__Written instruction 1__: In the poem classification project description, rewrite the passage between "## 🏗️ Model" and "recall, and F1-score.", inclusive, changing "Transformer-based" to "attention-based".
__Written instruction 2__: List the poem genres that the poem classification project description names for its dataset.

__Source text__:
------------------------------------------------
# Poem Classification using Deep Learning  

## 📌 Project Overview  

Poetry is a unique form of artistic expression, often encompassing deep emotions, vivid imagery, and rhythmic structures. This project aims to classify poems into one of four predefined genres using Natural Language Processing (NLP) and Deep Learning techniques.  

The four poem genres included in the dataset are:  
- **Affection** 💖 (Love, friendship, emotions)  
- **Environment** 🌿 (Nature, seasons, landscapes)  
- **Music** 🎵 (Melody, rhythm, musical themes)  
- **Death** ⚰️ (Loss, grief, mortality)  

We will build a deep learning model capable of understanding the thematic elements of poetry and classifying it into the appropriate genre.  

---

## 🎯 Project Objectives  

- **Text Preprocessing**: Cleaning poetry texts by removing special characters, stopwords, and performing tokenization.  
- **Feature Extraction**: Using word embeddings (Word2Vec, GloVe, or embeddings from Transformer models like BERT) to represent poems in a numerical format.  
- **Model Training**: Training a deep learning model (LSTM, BiLSTM, or Transformer-based models) to classify poems.  
- **Evaluation**: Assessing model performance using accuracy, F1-score, and confusion matrix.  
- **Deployment**: Integrating the trained model into a **Flask web application** for real-time poem classification.  
- **Model Tracking with MLflow**: Implementing **MLflow** to log experiment parameters, model performance, and facilitate reproducibility.  

---

## 📜 Dataset Details  

The dataset consists of poetry texts labeled into four categories: **Affection, Environment, Music, and Death**. Each poem undergoes preprocessing steps such as:  

- **Removing special characters & punctuation**  
- **Lowercasing text**  
- **Tokenization & stopword removal**  
- **Using word embeddings for numerical representation**  

---

## 🏗️ Model Training Workflow  

1. **Data Preprocessing**: Cleaning the text data and converting words into numerical embeddings.  
2. **Model Selection**: Experimenting with deep learning architectures like LSTM, BiLSTM, and Transformer-based models.  
3. **Training & Hyperparameter Tuning**: Optimizing model performance by fine-tuning hyperparameters.  
4. **Evaluation**: Comparing different models using evaluation metrics like accuracy, precision, recall, and F1-score.  
5. **Logging with MLflow**: Tracking model experiments, storing trained models, and comparing performance metrics.  
6. **Deployment**: Deploying the best-performing model as a **Flask web app** on **Render**.  

---

## 🛠️ Technologies Used  

- **Python (3.x)** 🐍  
- **TensorFlow/Keras** 🤖  
- **NLTK / SpaCy** (For text preprocessing)
------------------------------------------------
__Stored data__:
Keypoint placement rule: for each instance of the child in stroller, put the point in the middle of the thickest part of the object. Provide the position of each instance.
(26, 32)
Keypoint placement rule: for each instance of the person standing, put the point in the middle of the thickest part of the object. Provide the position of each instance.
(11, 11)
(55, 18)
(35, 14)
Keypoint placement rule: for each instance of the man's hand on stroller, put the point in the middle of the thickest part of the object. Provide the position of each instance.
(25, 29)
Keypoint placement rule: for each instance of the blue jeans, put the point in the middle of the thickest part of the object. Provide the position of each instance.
------------------------------------------------
__Exercise answer 1__:
## 🏗️ Model Training Workflow  

1. **Data Preprocessing**: Cleaning the text data and converting words into numerical embeddings.  
2. **Model Selection**: Experimenting with deep learning architectures like LSTM, BiLSTM, and attention-based models.  
3. **Training & Hyperparameter Tuning**: Optimizing model performance by fine-tuning hyperparameters.  
4. **Evaluation**: Comparing different models using evaluation metrics like accuracy, precision, recall, and F1-score.

__Exercise answer 2__: Affection, Environment, Music, Death